What you will do
Here is a block of records. Copy every line in it that includes "stone".

Data for review
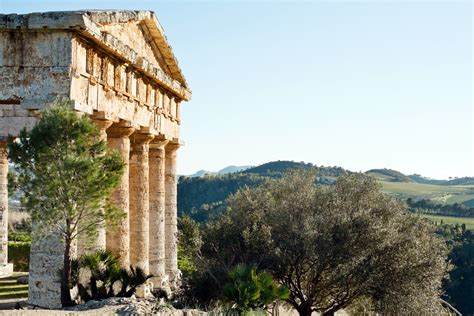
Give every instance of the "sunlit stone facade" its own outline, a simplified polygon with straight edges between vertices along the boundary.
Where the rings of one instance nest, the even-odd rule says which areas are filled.
[[[114,230],[100,229],[92,244],[79,236],[77,255],[108,249],[123,266],[153,274],[155,287],[173,290],[179,113],[191,91],[150,11],[0,15],[0,267],[8,273],[5,144],[61,96],[90,115],[126,163],[111,199],[127,216]],[[62,249],[58,240],[33,242],[30,303],[60,306]]]

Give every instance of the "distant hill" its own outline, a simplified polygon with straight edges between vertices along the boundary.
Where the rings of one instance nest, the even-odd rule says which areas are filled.
[[[237,168],[245,170],[228,172]],[[294,161],[273,161],[252,168],[225,168],[219,171],[220,174],[201,170],[193,176],[179,178],[178,213],[188,214],[198,221],[205,221],[221,212],[225,208],[224,201],[239,188],[258,186],[268,178],[281,177],[290,169],[315,170],[318,184],[331,184],[338,176],[347,172],[340,167],[318,167]]]
[[[252,166],[227,166],[224,169],[217,171],[217,174],[228,174],[234,172],[240,172],[252,168]]]
[[[252,168],[252,166],[227,166],[224,169],[221,169],[219,171],[199,170],[196,173],[189,175],[188,177],[204,177],[204,176],[228,174],[228,173],[243,171],[249,168]]]
[[[389,182],[415,182],[410,177],[404,175],[403,173],[392,170],[392,169],[371,169],[365,172],[366,174],[373,176],[381,181]]]
[[[196,173],[193,173],[193,174],[190,174],[188,177],[204,177],[206,175],[215,175],[216,172],[212,172],[212,171],[207,171],[207,170],[199,170],[199,171],[196,171]]]
[[[221,212],[225,200],[243,186],[254,187],[268,178],[278,178],[290,169],[315,170],[317,184],[333,183],[337,177],[351,173],[341,167],[317,166],[295,161],[272,161],[260,166],[229,166],[217,172],[200,170],[182,176],[178,182],[178,212],[198,221]],[[382,190],[402,200],[430,200],[436,204],[474,206],[474,178],[435,180],[420,175],[407,176],[392,169],[371,169],[366,174],[380,181]]]
[[[243,173],[254,173],[259,175],[280,175],[290,169],[312,169],[311,163],[294,162],[287,160],[278,160],[264,163],[263,165],[253,167],[243,171]]]
[[[474,178],[463,177],[454,178],[451,180],[437,180],[423,177],[419,174],[412,174],[408,176],[410,179],[417,183],[434,184],[434,185],[474,185]]]
[[[264,163],[263,165],[253,167],[243,171],[243,173],[253,173],[259,174],[262,176],[281,176],[285,171],[290,169],[314,169],[317,172],[318,178],[321,179],[335,179],[340,175],[347,173],[349,171],[341,168],[341,167],[325,167],[325,166],[317,166],[311,163],[305,162],[295,162],[295,161],[288,161],[288,160],[278,160]],[[323,180],[323,182],[326,182]]]

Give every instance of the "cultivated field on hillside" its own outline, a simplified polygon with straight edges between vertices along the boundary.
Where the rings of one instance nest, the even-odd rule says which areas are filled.
[[[380,181],[382,190],[401,198],[424,198],[437,203],[464,203],[474,200],[474,186],[432,185],[416,182]]]
[[[470,230],[474,230],[474,218],[471,217],[453,217],[453,216],[439,216],[439,215],[427,215],[427,214],[420,214],[420,216],[433,221],[434,223],[440,224],[443,221],[443,224],[466,224],[466,228]]]

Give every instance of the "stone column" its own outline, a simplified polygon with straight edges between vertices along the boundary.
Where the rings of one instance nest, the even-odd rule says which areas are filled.
[[[119,185],[112,192],[112,202],[123,210],[126,216],[120,220],[117,227],[107,225],[106,248],[113,254],[120,257],[122,267],[130,266],[130,224],[129,224],[129,157],[130,139],[129,136],[134,129],[119,124],[112,125],[107,129],[108,146],[117,150],[125,163],[124,173]]]
[[[7,264],[8,264],[8,153],[7,153],[7,142],[0,141],[0,267],[6,266]]]
[[[134,133],[130,152],[130,264],[149,273],[149,143],[151,134]]]
[[[93,119],[94,124],[99,129],[99,140],[107,141],[107,128],[112,125],[112,121],[108,120],[99,120]],[[105,223],[104,223],[105,224]],[[81,223],[79,223],[79,229],[81,227]],[[97,236],[93,240],[88,238],[86,233],[80,233],[77,238],[77,255],[78,257],[87,253],[93,252],[98,250],[105,250],[106,248],[106,232],[105,232],[105,225],[102,225],[97,228]]]
[[[176,151],[179,144],[166,145],[165,159],[165,270],[170,280],[171,289],[178,286],[180,272],[178,270],[178,208]]]
[[[168,288],[165,273],[165,146],[167,140],[150,143],[150,274],[154,288]]]

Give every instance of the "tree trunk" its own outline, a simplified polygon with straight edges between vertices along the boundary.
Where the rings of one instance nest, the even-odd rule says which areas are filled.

Written response
Give every instance of the "sunlit stone facade" its own outline, a simplified polygon with straight edges between vertices along the boundary.
Give every instance of the "stone column" its own outline, a simplified polygon with straight edges between vertices along the boundary.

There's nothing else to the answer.